▸ WHAT THE TASK REQUIRES
Reproduce every item below line for line with no changes. Leave the pictures out.

━━━ GIVEN RECORDS

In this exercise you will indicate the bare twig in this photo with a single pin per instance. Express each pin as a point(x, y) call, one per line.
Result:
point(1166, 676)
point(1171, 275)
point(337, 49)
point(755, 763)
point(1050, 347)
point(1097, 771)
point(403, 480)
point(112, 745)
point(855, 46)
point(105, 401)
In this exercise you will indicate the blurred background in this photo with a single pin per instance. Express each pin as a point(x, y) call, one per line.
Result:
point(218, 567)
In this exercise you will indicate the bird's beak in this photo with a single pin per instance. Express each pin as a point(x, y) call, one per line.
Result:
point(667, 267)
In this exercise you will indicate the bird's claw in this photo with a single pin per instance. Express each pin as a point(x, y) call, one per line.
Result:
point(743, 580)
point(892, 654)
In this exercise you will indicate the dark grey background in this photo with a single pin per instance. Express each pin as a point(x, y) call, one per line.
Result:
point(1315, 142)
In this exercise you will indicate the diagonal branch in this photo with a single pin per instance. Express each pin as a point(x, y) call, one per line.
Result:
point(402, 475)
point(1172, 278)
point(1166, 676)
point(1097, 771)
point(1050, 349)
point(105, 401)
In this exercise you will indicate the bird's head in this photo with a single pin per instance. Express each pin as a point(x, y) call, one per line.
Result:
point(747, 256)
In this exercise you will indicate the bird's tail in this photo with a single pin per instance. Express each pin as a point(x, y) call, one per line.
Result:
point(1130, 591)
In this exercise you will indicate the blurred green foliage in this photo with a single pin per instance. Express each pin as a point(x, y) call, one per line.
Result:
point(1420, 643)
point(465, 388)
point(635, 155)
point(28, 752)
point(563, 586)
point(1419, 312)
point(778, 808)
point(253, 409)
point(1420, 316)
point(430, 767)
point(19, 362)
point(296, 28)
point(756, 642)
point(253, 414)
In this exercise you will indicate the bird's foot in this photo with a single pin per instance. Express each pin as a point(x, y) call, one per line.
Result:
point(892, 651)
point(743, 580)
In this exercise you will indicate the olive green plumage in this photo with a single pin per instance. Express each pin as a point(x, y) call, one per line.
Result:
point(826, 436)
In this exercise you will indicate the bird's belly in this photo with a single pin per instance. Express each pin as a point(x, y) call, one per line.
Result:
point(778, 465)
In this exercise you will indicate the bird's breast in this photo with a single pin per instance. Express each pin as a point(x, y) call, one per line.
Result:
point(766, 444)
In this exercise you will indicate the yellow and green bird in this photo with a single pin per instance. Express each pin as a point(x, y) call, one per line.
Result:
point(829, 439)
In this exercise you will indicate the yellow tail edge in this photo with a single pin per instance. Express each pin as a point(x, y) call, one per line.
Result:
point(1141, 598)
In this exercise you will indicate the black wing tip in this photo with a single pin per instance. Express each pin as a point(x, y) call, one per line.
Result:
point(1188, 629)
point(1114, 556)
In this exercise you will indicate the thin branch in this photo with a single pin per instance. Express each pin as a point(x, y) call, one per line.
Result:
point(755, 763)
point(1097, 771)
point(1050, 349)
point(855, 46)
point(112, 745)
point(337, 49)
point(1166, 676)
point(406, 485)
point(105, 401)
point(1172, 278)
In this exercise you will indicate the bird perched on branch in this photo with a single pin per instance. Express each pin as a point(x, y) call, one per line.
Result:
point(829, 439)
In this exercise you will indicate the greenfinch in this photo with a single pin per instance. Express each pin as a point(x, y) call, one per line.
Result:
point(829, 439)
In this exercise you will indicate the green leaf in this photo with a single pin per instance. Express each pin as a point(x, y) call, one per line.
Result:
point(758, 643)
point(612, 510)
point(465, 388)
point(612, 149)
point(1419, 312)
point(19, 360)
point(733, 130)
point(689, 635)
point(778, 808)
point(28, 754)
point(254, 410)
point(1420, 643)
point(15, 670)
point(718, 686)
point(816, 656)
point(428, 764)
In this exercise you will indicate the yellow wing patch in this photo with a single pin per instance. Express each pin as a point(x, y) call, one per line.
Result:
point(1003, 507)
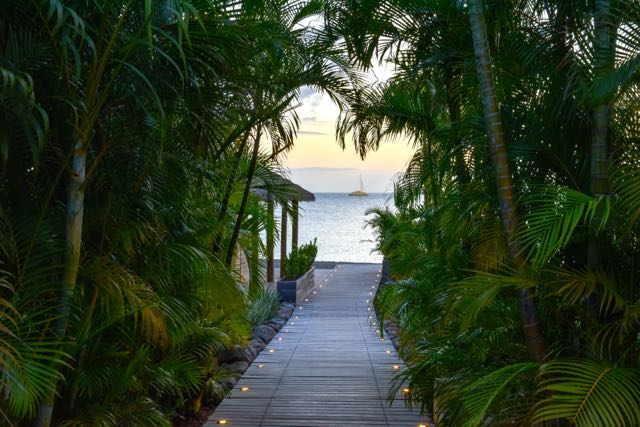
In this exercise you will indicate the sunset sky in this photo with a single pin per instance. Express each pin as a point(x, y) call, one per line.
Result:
point(318, 164)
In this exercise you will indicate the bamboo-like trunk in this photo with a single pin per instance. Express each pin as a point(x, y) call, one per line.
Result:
point(603, 60)
point(531, 325)
point(245, 198)
point(73, 244)
point(224, 205)
point(270, 241)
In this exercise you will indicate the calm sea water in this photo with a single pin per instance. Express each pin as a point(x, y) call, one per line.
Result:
point(338, 222)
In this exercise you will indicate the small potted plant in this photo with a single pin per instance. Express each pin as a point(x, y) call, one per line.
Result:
point(298, 279)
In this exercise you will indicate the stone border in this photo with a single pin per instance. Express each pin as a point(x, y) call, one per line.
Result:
point(237, 359)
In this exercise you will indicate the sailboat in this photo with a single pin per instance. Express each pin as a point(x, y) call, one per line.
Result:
point(361, 191)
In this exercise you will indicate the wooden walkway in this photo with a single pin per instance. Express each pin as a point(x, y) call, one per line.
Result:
point(326, 367)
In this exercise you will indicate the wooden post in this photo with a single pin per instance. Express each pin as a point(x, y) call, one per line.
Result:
point(283, 238)
point(270, 227)
point(294, 223)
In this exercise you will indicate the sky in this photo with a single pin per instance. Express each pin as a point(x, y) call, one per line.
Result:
point(318, 164)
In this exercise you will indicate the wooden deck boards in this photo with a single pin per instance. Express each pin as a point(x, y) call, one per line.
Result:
point(328, 366)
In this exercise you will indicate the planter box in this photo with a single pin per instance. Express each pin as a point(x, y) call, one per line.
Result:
point(295, 291)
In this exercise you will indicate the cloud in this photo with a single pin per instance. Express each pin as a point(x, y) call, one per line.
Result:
point(314, 169)
point(310, 132)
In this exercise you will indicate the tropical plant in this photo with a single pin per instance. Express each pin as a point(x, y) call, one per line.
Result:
point(300, 260)
point(263, 307)
point(462, 260)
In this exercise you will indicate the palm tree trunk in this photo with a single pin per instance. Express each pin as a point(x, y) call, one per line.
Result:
point(603, 61)
point(245, 198)
point(453, 106)
point(73, 243)
point(531, 325)
point(224, 205)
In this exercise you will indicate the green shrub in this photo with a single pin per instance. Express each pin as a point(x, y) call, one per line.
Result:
point(300, 260)
point(263, 307)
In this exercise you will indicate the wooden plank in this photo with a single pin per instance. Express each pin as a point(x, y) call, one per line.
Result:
point(328, 366)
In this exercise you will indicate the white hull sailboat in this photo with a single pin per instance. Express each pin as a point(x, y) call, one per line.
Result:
point(361, 191)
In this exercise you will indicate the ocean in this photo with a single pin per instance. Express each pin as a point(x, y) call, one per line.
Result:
point(337, 220)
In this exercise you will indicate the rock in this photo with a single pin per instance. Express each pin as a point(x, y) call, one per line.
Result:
point(234, 354)
point(264, 333)
point(257, 345)
point(276, 326)
point(238, 367)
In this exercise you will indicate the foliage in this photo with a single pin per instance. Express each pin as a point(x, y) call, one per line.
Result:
point(126, 136)
point(263, 307)
point(300, 260)
point(569, 108)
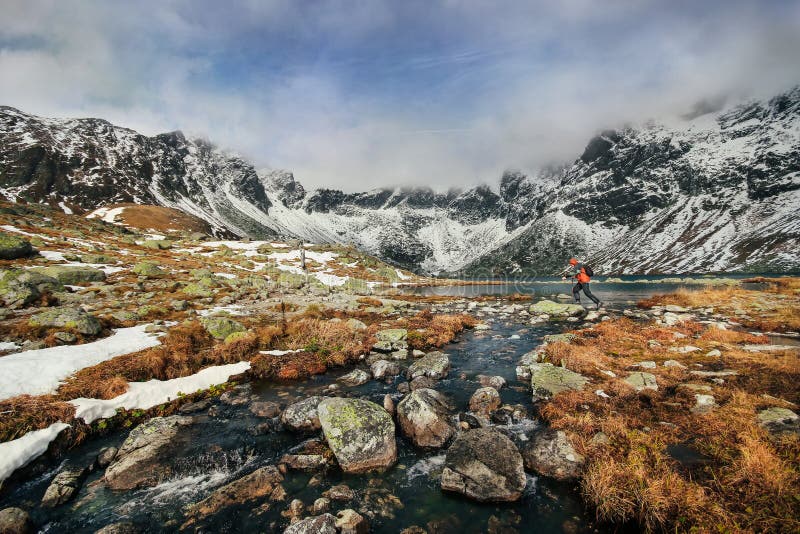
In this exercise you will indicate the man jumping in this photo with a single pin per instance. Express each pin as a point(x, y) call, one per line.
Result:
point(582, 280)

━━━━━━

▸ EXERCISE RESULT
In this exercise you will indicate the bare twig in this photo with a single pin per instance. Express each pin as a point(x, y) call, one per line.
Result:
point(1166, 676)
point(1171, 275)
point(337, 49)
point(755, 763)
point(1050, 347)
point(1097, 771)
point(403, 480)
point(112, 745)
point(855, 46)
point(105, 401)
In this exercise you will indicate the blurred background in this photo with a single pin per instance. Express each pin as a point(x, y) call, one per line.
Result:
point(218, 567)
In this exercise you will indicate the bird's beak in this photo with a single pin per instance. Express each pin as a point(x, y) call, one per line.
Result:
point(667, 267)
In this exercise you will indicate the bird's claw in this photo with a single pin per instance. Express each pin as a point(x, y) call, one per line.
Result:
point(743, 580)
point(892, 654)
In this exercise you will indicate the dark grey background in this photo with a single pin per instance. Express each pin as a point(x, y) call, one per line.
Result:
point(1315, 142)
In this exercise you will indicate the diagonal branch in this photo with a single pin per instance. Express each pin as a point(x, y) call, one per line.
Result:
point(402, 475)
point(1172, 278)
point(1166, 676)
point(1097, 771)
point(1050, 349)
point(105, 401)
In this exercise you will indicate the bird's head in this photo with a single pin per instance. Express each pin as a point(x, y) call, one per line.
Result:
point(747, 256)
In this exercise you will indicate the bird's tail in this photo with a single pin per instance. Express each pin as a point(x, y) call, one per line.
Result:
point(1130, 591)
In this exercise you will indicate the blurred green foliage in this photo with a single pin per instance. Express each pin as a point(x, y) call, one per line.
Result:
point(1420, 643)
point(465, 388)
point(635, 155)
point(28, 752)
point(563, 586)
point(1419, 312)
point(778, 808)
point(253, 409)
point(1420, 316)
point(430, 767)
point(19, 362)
point(296, 28)
point(756, 642)
point(253, 414)
In this exercise you will indicate the bird's foot in this photo with a single pin per instance. Express each pin as a point(x, y) call, one per line.
Result:
point(892, 651)
point(743, 580)
In this exercise you will indicate the olive green plumage in this photo with a single pin per instance. Express each pin as a point(x, y) call, one per line.
Result:
point(826, 436)
In this exercise you will indicate the bird's belly in this photo with a single pin per instance. Express each pin as a point(x, y) call, one per line.
Result:
point(778, 465)
In this exercise you will indicate the bird's breast in this photo with a single pin per instance. Express each pin as a point(x, y) call, one per line.
Result:
point(766, 444)
In this exercise you will indicate the yellow and green bird in this photo with a single pin per instance. Express each pin as a point(x, y) call, one per line.
Result:
point(829, 439)
In this exercise you will indicate the yellow tail edge in this photo with a single pin per instance. Express each pin as a point(x, y) call, one per line.
Result:
point(1141, 598)
In this exercise you will indicate the black wing tip in this photo with a single pin per instance. Express each pin as a point(x, y) call, one per line.
Result:
point(1188, 629)
point(1114, 556)
In this exercise you will indicate the thin branch in this photo with a single pin per instance. Express each pin as a point(x, y) call, one per line.
Result:
point(755, 763)
point(1097, 771)
point(1050, 349)
point(855, 46)
point(112, 745)
point(337, 49)
point(1166, 676)
point(406, 485)
point(105, 401)
point(1172, 278)
In this exercise you will indicate the bird perched on branch in this photo with a single pin per instance. Express each pin as a point(x, y) call, one per line.
Result:
point(829, 439)
In this exercise you will indicate the greenfinch in this photo with a single pin per instance. Express each pin as a point(x, y) call, one per line.
Result:
point(829, 439)
In this exercise you will indicate the green leaf in this photo with a single pin per instance. Express each pin as a point(x, y) call, one per line.
Result:
point(758, 643)
point(612, 510)
point(465, 388)
point(612, 149)
point(1419, 312)
point(19, 360)
point(733, 130)
point(689, 635)
point(778, 808)
point(28, 754)
point(254, 410)
point(1420, 643)
point(15, 670)
point(718, 686)
point(816, 656)
point(428, 764)
In this exercise you will indicate the yellow wing patch in this photo with a single pin per instance. Express each pin as a point(x, y) call, one per line.
Result:
point(1003, 507)
In this exercise you will indicate the sunset sky in this photo with a single pin per instance. Express each pin as a point(x, y) call, one per line.
Result:
point(318, 164)
In this exercise you will indicate the bamboo-like trunk in this photo with a single pin per instance. Express each pin as a point(x, y) call, one per line.
Result:
point(603, 60)
point(531, 325)
point(245, 198)
point(73, 244)
point(224, 205)
point(270, 241)
In this exercise you will indicate the calm sea water in this photo with a single pin per instance. Express each pin as a point(x, y) call, one per line.
Result:
point(338, 222)
In this exercise you will indicate the small potted plant in this photo with a single pin per instance. Express each pin as a point(x, y) call, one per line.
Result:
point(298, 279)
In this exercise you will indicate the stone border in this photo with a single pin per instance. Express each pin as a point(x, y) call, one per line.
Result:
point(237, 359)
In this exercise you will indicate the sailboat in this photo with a single pin per instance. Express each pin as a point(x, y) call, one per line.
Result:
point(361, 191)
In this exercise you will indicate the wooden walkway in this photo with a single pin per instance. Express each pin as a point(x, y) call, one per line.
Result:
point(326, 367)
In this exercise you will indicate the wooden post in this photo with a single pin per instance. Express each pin as a point(x, y) call, one per line.
Result:
point(283, 238)
point(270, 227)
point(294, 223)
In this exercise you will indicate the sky in this photo with a single pin per instance. Express each pin as a point(x, y) call, one per line.
Result:
point(318, 164)
In this exercise you will indicate the wooden deck boards in this photo with a single pin per instance. Express each pin as a point(x, y) call, one per line.
Result:
point(328, 366)
In this exercise you will indicate the planter box in this photo with a single pin per instance. Express each pin as a point(x, y) call, one per line.
Result:
point(295, 291)
In this exercise you will indicate the cloud in this photo with a single pin per instance. Express each pin as a point(x, y) call, one per line.
Result:
point(314, 169)
point(310, 132)
In this exercise you will indicate the tropical plant in this photo with a single pin per instance. Express each pin as a point(x, y) call, one per line.
Result:
point(300, 260)
point(263, 307)
point(462, 260)
In this exercise you will indicate the palm tree trunk in this photo with a single pin per instance. Express each pin as a point(x, y) call, one per line.
Result:
point(603, 61)
point(245, 198)
point(453, 106)
point(73, 243)
point(531, 325)
point(224, 205)
In this exercise you will indicate the green shrub in this photo with a single pin per instance. Express each pin as a point(x, y) call, one per line.
Result:
point(300, 260)
point(263, 307)
In this exercise you will indicate the wooden plank in this photo with a single pin per instance. Express each pin as a point(x, y) call, one per line.
Result:
point(328, 366)
In this exercise you will indicate the white hull sailboat in this photo with a single pin per instance. Express each pin as a point(x, y) call, one per line.
Result:
point(361, 191)
In this exercise you will indicate the ocean in this photo with a single pin per instance. Express each pin as a point(x, y) call, one per line.
Result:
point(337, 220)
In this exercise you will indicate the rock in this photo with a single pin per instance. Express each pin as a point(x, y) call, one per line.
Result:
point(234, 354)
point(264, 333)
point(257, 345)
point(276, 326)
point(238, 367)
In this exercise you will indicate the foliage in this photo with a single pin per instance. Express each pin as a point(x, y) call, one per line.
Result:
point(126, 136)
point(263, 307)
point(300, 260)
point(569, 108)
In this exercise you will indicate the man jumping in this photo with a single pin per instance. Express each pin as a point(x, y) call, one per line.
Result:
point(582, 280)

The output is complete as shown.